- Reading passage:
§ §

Many wasting disorders remain under-recognized and undertreated among older adults with cancer, and there exists a need to properly identify and manage these conditions, suggests a study.
Investigators conducted this mixed-methods study with cross-sectional analysis and qualitative interviews. They analysed the interviews thematically using a phenomenological lens, with feedback loop analysis examining the associations between themes and synthesized findings via modified critical interpretive synthesis.
Thirty patients underwent screening for malnutrition, sarcopenia, and cachexia, and eight completed the semi-structured interviews. Of the participants, 18 (60.0 percent) were malnourished, 16 (53.3 percent) sarcopenic, and 17 (56.7 percent) cachexic. Eighty percent of patients had one or more conditions, while 30 percent had all three.
Univariate analysis revealed that Rockwood clinical frailty score (odds ratio [OR], 2.94, 95 percent confidence interval [CI], 1.26‒6.89; p=0.013) correlated with sarcopenia, reported percentage meal consumption (OR, 2.28, 95 percent CI, 1.24‒4.19; p=0.008) and visible wasting (OR, 8.43, 95 percent CI, 1.9‒37.3; p=0.005) with malnutrition, and percentage monthly weight loss (OR, 8.71, 95 percent CI, 1.87‒40.60; p=0.006) with cachexia.

§ §

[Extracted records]
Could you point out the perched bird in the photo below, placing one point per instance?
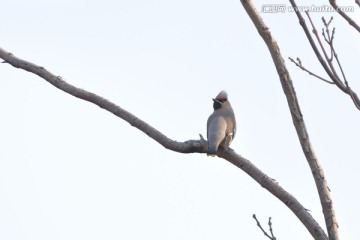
(221, 125)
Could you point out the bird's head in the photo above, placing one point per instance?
(219, 100)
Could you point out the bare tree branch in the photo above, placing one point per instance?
(299, 123)
(325, 64)
(190, 146)
(299, 65)
(272, 237)
(270, 228)
(344, 15)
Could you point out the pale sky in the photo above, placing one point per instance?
(70, 170)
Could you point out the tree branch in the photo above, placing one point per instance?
(344, 15)
(299, 65)
(325, 64)
(272, 237)
(298, 121)
(191, 146)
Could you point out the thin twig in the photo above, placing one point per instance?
(344, 15)
(270, 228)
(327, 65)
(299, 65)
(262, 229)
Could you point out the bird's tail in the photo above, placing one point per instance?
(211, 151)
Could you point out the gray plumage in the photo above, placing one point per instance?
(221, 125)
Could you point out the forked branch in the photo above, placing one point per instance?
(190, 146)
(325, 59)
(271, 235)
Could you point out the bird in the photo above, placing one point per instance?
(221, 124)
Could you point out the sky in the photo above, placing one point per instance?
(70, 170)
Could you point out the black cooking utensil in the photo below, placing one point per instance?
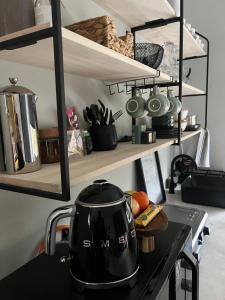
(94, 111)
(102, 105)
(101, 113)
(90, 115)
(106, 116)
(86, 117)
(111, 120)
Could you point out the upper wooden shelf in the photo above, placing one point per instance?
(81, 56)
(84, 57)
(88, 167)
(135, 13)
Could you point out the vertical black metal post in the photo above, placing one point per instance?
(133, 95)
(207, 86)
(172, 285)
(60, 98)
(207, 78)
(181, 52)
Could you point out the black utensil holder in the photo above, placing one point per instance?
(104, 138)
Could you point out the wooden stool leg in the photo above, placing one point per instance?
(147, 244)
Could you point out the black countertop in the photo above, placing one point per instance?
(45, 278)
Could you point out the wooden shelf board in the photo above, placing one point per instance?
(87, 167)
(82, 57)
(136, 13)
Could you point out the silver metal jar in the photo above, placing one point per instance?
(19, 129)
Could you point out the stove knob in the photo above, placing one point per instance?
(206, 230)
(200, 242)
(197, 256)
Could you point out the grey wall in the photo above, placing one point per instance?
(22, 218)
(208, 17)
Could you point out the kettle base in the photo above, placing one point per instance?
(82, 285)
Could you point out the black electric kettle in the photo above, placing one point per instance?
(103, 251)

§ §

- Exercise aim: Write the next part of the report on wasting disorders in older adults with cancer, starting after its last sentence.

- Result:
Both patients and (in patients’ perceptions) clinicians “overlooked, overshadowed, and misunderstood” these nutritional and functional problems, which were often misattributed to ageing, cancer, or comorbidities. Patients also saw these conditions as “personal impossibilities, yet accepted inevitabilities.”
“Perceptions, identification, and management of these conditions need to improve, and their importance recognized by clinicians and patients so those truly ‘at risk’ are identified while conditions are more remediable to interventions,” the investigators said.